Continuous Compliance Reference Architecture

The diagram below shows a continuous compliance reference architecture for GxP workloads. Let’s walk through the steps, and components in the architecture diagram.

Figure 1: Continuous Compliance reference architecture for GxP workloads

Step 1: AWS Resource’s Attributes Change Trigger

AWS CloudTrail (CloudTrail) supports logging events for many AWS services. You can find the specifics for each supported service in the CloudTrail service’s guide. Actions taken by a user, role, or an AWS service are recorded as events in CloudTrail. With CloudTrail, you can trace account activities, and continuously monitor events of supported services in your AWS infrastructure. CloudTrail is a service that enables you to maintain governance, compliance, and risk auditing of your AWS account.

CloudTrail provides event history of your AWS account activity, including actions taken through the AWS Management Console, AWS SDKs, command line tools, and other AWS services. This event history simplifies security analysis, resource change tracking, and troubleshooting. AWS Control Tower (Control Tower) is a service to setup and govern a secure, compliant multi-account AWS environment. Control Tower automates setup of your landing zone based on best-practice blueprints and applies guardrails for governance over your AWS workloads. In a multi-account setup, it is recommended that you send the CloudTrail logs to a centralized account, such as a “Log Archive” account created by Control Tower, to prevent logs from being accessed by unauthorized user.

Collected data
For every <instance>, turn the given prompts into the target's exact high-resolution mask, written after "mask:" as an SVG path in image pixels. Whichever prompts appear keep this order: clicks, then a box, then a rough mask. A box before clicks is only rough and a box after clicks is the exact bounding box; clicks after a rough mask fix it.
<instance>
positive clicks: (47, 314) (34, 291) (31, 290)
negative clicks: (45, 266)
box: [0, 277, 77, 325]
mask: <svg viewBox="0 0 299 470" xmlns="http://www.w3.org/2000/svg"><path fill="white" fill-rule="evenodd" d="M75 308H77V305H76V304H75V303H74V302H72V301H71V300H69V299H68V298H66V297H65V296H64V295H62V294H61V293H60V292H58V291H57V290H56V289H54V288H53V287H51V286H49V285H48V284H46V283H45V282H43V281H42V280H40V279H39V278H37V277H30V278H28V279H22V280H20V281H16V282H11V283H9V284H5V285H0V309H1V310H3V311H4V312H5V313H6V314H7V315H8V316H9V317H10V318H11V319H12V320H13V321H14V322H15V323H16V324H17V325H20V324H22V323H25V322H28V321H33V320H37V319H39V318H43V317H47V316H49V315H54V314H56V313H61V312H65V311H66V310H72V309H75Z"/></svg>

● Work item
From the reference architecture excerpt above, extract the passage starting with "The diagram below" and going on through "the architecture diagram.", copying it word for word.

● Answer to this problem
The diagram below shows a continuous compliance reference architecture for GxP workloads. Let’s walk through the steps, and components in the architecture diagram.